I need the records below restated word for word, without their pictures.
(RECORD EXTRACTS Opens)
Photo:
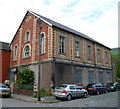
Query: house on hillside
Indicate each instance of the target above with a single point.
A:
(67, 56)
(4, 61)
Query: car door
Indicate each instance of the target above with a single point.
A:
(79, 91)
(73, 91)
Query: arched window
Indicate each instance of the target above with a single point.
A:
(27, 36)
(43, 43)
(15, 52)
(27, 51)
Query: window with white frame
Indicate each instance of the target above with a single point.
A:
(42, 43)
(27, 51)
(106, 57)
(108, 77)
(98, 55)
(27, 36)
(79, 76)
(90, 76)
(15, 52)
(62, 45)
(77, 48)
(100, 76)
(89, 52)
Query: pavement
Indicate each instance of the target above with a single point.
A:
(48, 99)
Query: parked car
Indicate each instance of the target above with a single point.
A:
(96, 88)
(69, 91)
(5, 90)
(112, 86)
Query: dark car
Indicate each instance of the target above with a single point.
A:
(113, 86)
(96, 88)
(5, 90)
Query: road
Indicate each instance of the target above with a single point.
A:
(102, 100)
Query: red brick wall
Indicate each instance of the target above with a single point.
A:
(28, 26)
(4, 64)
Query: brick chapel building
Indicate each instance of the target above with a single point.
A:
(67, 56)
(4, 61)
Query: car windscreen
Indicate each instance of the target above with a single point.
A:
(4, 86)
(90, 85)
(61, 87)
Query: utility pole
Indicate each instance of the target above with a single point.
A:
(39, 22)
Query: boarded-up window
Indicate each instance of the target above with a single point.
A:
(90, 76)
(79, 77)
(100, 76)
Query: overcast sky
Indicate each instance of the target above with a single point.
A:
(96, 18)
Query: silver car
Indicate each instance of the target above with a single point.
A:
(69, 91)
(5, 90)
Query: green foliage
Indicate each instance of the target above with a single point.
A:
(26, 79)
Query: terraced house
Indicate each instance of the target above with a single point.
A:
(67, 56)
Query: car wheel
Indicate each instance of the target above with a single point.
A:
(85, 95)
(57, 97)
(69, 97)
(98, 92)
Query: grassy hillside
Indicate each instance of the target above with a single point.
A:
(116, 58)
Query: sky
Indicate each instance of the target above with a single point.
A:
(97, 19)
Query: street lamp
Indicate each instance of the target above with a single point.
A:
(39, 22)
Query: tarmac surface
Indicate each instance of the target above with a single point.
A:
(48, 99)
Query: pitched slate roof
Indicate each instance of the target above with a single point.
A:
(58, 25)
(4, 46)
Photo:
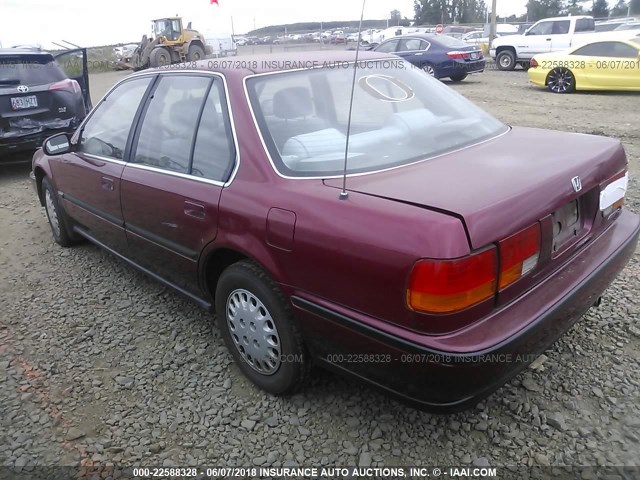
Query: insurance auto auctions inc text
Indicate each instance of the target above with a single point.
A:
(378, 472)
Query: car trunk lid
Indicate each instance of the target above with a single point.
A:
(502, 185)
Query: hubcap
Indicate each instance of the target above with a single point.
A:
(253, 332)
(52, 213)
(505, 61)
(561, 81)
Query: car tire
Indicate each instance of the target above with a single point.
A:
(159, 57)
(257, 326)
(561, 80)
(195, 53)
(58, 220)
(429, 70)
(506, 60)
(458, 78)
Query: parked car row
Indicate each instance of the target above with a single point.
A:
(441, 56)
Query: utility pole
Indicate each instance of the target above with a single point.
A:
(494, 20)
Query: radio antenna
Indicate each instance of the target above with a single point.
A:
(344, 195)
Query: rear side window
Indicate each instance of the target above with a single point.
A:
(169, 125)
(561, 28)
(107, 130)
(411, 44)
(29, 70)
(214, 152)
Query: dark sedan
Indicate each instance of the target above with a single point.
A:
(440, 56)
(446, 263)
(37, 97)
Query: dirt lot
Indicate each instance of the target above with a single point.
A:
(100, 364)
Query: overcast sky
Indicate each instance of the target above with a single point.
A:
(91, 23)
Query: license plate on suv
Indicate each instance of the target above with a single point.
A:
(567, 225)
(20, 103)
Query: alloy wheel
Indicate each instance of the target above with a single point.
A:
(561, 80)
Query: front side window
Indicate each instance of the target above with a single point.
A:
(214, 151)
(107, 130)
(169, 125)
(542, 28)
(585, 25)
(399, 116)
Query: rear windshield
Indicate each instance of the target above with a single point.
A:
(448, 41)
(29, 70)
(400, 116)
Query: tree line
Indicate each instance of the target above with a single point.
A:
(429, 12)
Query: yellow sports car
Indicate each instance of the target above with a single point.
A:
(602, 65)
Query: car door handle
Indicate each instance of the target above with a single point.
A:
(107, 183)
(194, 209)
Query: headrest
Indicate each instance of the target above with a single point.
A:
(294, 102)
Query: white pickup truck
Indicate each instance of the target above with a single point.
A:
(547, 35)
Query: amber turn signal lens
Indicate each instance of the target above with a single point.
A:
(446, 286)
(519, 255)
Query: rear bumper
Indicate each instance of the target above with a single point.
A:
(423, 371)
(460, 68)
(538, 76)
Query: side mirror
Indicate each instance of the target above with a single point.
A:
(57, 144)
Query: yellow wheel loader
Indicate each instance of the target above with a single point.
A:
(170, 43)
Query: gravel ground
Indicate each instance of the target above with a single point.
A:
(98, 364)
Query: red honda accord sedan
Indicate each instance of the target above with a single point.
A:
(453, 257)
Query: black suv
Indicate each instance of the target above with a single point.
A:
(40, 95)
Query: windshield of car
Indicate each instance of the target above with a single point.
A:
(400, 116)
(29, 70)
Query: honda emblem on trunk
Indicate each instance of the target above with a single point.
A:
(577, 184)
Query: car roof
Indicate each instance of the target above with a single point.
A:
(579, 17)
(287, 61)
(23, 50)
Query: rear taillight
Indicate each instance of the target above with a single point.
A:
(519, 254)
(459, 55)
(67, 85)
(446, 286)
(612, 195)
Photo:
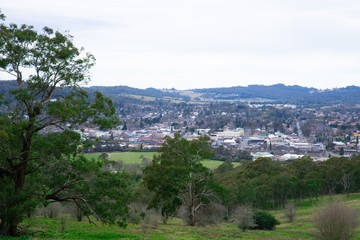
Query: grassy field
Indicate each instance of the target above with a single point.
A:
(135, 157)
(301, 228)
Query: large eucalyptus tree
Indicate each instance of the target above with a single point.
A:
(39, 165)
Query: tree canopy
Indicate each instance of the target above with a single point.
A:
(40, 154)
(177, 177)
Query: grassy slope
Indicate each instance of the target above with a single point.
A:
(134, 157)
(301, 228)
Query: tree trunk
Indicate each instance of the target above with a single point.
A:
(11, 224)
(192, 216)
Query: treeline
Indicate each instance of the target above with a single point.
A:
(290, 94)
(270, 184)
(148, 92)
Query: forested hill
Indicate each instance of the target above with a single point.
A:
(RECORD EXTRACTS Closes)
● **REPLY**:
Photo:
Query: house on hillside
Indicate each instance of the target above with a single point.
A:
(67, 56)
(4, 61)
Query: car door
Indicate each instance of the target above with a single point.
A:
(79, 91)
(73, 91)
Query: arched window
Indicate each instance of the target above with a single point.
A:
(27, 36)
(43, 43)
(15, 52)
(27, 51)
Query: window with white frame
Indicate each instance of the target above with a single point.
A:
(42, 43)
(27, 51)
(106, 57)
(108, 77)
(98, 55)
(27, 36)
(79, 76)
(90, 76)
(15, 52)
(62, 45)
(77, 48)
(100, 76)
(89, 52)
Query: pavement
Indicate each instance of the target above with a single point.
A:
(48, 99)
Query: parked car
Indicate each instance of the target above with a single point.
A:
(96, 88)
(69, 91)
(5, 90)
(112, 86)
Query: dark car
Indicate each instance of the target above with a single point.
A:
(113, 86)
(96, 88)
(5, 90)
Query: road
Indicate each instance of the target above with a single point.
A:
(102, 100)
Query: red brick wall
Indicate each instance of the target above with a single point.
A:
(28, 26)
(4, 64)
Query: brick chapel building
Indicate each instance of the target above with a single point.
A:
(67, 56)
(4, 61)
Query: car windscreen
Indicate each instance of the target above with a single point.
A:
(4, 86)
(90, 85)
(61, 87)
Query: utility pole
Indicate each instance of the target above with a single point.
A:
(39, 22)
Query: boarded-up window
Indicate each instance of the target above with a single point.
A:
(90, 76)
(79, 77)
(100, 76)
Query: overcast sky
Indicate each instance of the target above with a single point.
A:
(96, 18)
Query: silver car
Indicate each instance of the target above with a single point.
A:
(69, 91)
(5, 90)
Query: green foliage
Indicate each instance of the target above with a single point.
A:
(26, 79)
Query: terraced house
Indicate each instance of the target above with a single point.
A:
(67, 56)
Query: car wheel
Indicate each instance of the target above with a single point.
A:
(85, 95)
(57, 97)
(69, 97)
(98, 92)
Query: grassy hillside
Indicate each instance of the target above with a single point.
A:
(116, 58)
Query: sky
Indicate each instance of the target above with a single point.
A:
(97, 19)
Query: street lamp
Indicate each instance of the target above with a single point.
A:
(39, 22)
Query: tarmac surface
Indicate each instance of the target above with a single point.
A:
(48, 99)
Query: pitched slate roof
Indicate each instance of the target above with a single point.
A:
(58, 25)
(4, 46)
Photo:
Query: insurance auto auctions inc text
Indicate each instance of the target above with a single point.
A:
(378, 472)
Query: car trunk lid
Indicate each instance of the target above with a single point.
A:
(502, 185)
Query: hubcap
Indicate each instance of the target above with a single point.
A:
(253, 332)
(52, 213)
(505, 61)
(561, 81)
Query: car tire
Indicate each instance of the target above with a single point.
A:
(159, 57)
(257, 326)
(561, 80)
(195, 53)
(58, 220)
(429, 70)
(506, 60)
(458, 78)
Query: parked car row
Indicate each instance of the target above with a single point.
A:
(441, 56)
Query: utility pole
Indicate each instance of the target above with a single point.
A:
(494, 20)
Query: radio antenna
Indicate each instance of the target above with a single point.
A:
(344, 195)
Query: rear side window
Indicate each instance of the target above with a single point.
A:
(169, 125)
(561, 28)
(107, 130)
(411, 44)
(29, 70)
(214, 152)
Query: dark sedan
Indicate each instance of the target above with a single point.
A:
(440, 56)
(446, 263)
(37, 97)
Query: dirt lot
Indicate each instance of the target above with a single point.
A:
(100, 364)
Query: overcast sky
Indicate each instance of the target above with a single point.
A:
(91, 23)
Query: license plate on suv
Indicate each instance of the target above with a single point.
A:
(567, 225)
(20, 103)
Query: alloy wheel
Indicate each instance of the target above with a single point.
A:
(561, 80)
Query: front side window
Indicate each instance of the target above with a single point.
A:
(214, 151)
(107, 130)
(169, 125)
(542, 28)
(585, 25)
(399, 116)
Query: rear windshield
Indicate each instance of the target above with a single point.
A:
(448, 41)
(29, 70)
(400, 116)
Query: tree line
Indicate each instance of the target above with a single point.
A:
(429, 12)
Query: yellow sports car
Indicate each instance of the target above with a single point.
A:
(602, 65)
Query: car door handle
Indicate each instance of the target above with a single point.
A:
(107, 183)
(194, 209)
Query: headrest
Indicate each instance of the target above with a single point.
A:
(294, 102)
Query: white pickup truck
Indicate each instance of the target above with a single point.
A:
(547, 35)
Query: amber turn signal lens
Indicate each instance of the target above with a single point.
A:
(446, 286)
(519, 255)
Query: rear bumper
Indicate each instance of the target above with a single point.
A:
(423, 371)
(460, 68)
(538, 76)
Query: side mirror
Indicate each instance of the target above with a single point.
A:
(57, 144)
Query: yellow wheel loader
Indicate each instance of the target above with a single point.
A:
(170, 43)
Query: gravel ground
Indicate each instance of the target above with a single point.
A:
(98, 364)
Query: red honda accord sedan
Indicate each instance of the target above with a single point.
A:
(453, 257)
Query: black suv
Indicate each instance of the target above with a single point.
A:
(40, 95)
Query: windshield of car
Indicate each instance of the target above with a single point.
A:
(400, 116)
(29, 70)
Query: honda emblem on trunk
Indicate each instance of the target above with a single point.
A:
(577, 184)
Query: car roof
Indicate each instance of the target above with a single point.
A:
(579, 17)
(287, 61)
(23, 50)
Query: rear taillight
Indicate each instance of the target above with a single point.
A:
(519, 254)
(459, 55)
(67, 85)
(446, 286)
(612, 195)
Photo:
Query: grassy field
Indicate each instance of the target above with a single point.
A:
(135, 157)
(301, 228)
Query: large eucalyptus tree
Indicate each instance of the target above with a single point.
A:
(39, 165)
Query: tree canopy
Indicate each instance of the target above with a single point.
A:
(40, 154)
(177, 177)
Query: grassy slope
Indicate each instance of the target above with a single point.
A:
(134, 157)
(301, 228)
Query: tree trunk
Indicate each instance of the target above with a single point.
A:
(11, 224)
(192, 216)
Query: treeline
Indicate each instance of the target above with a single point.
A:
(290, 94)
(270, 184)
(148, 92)
Query: forested hill
Indicate each instance of the target above with a single point.
A:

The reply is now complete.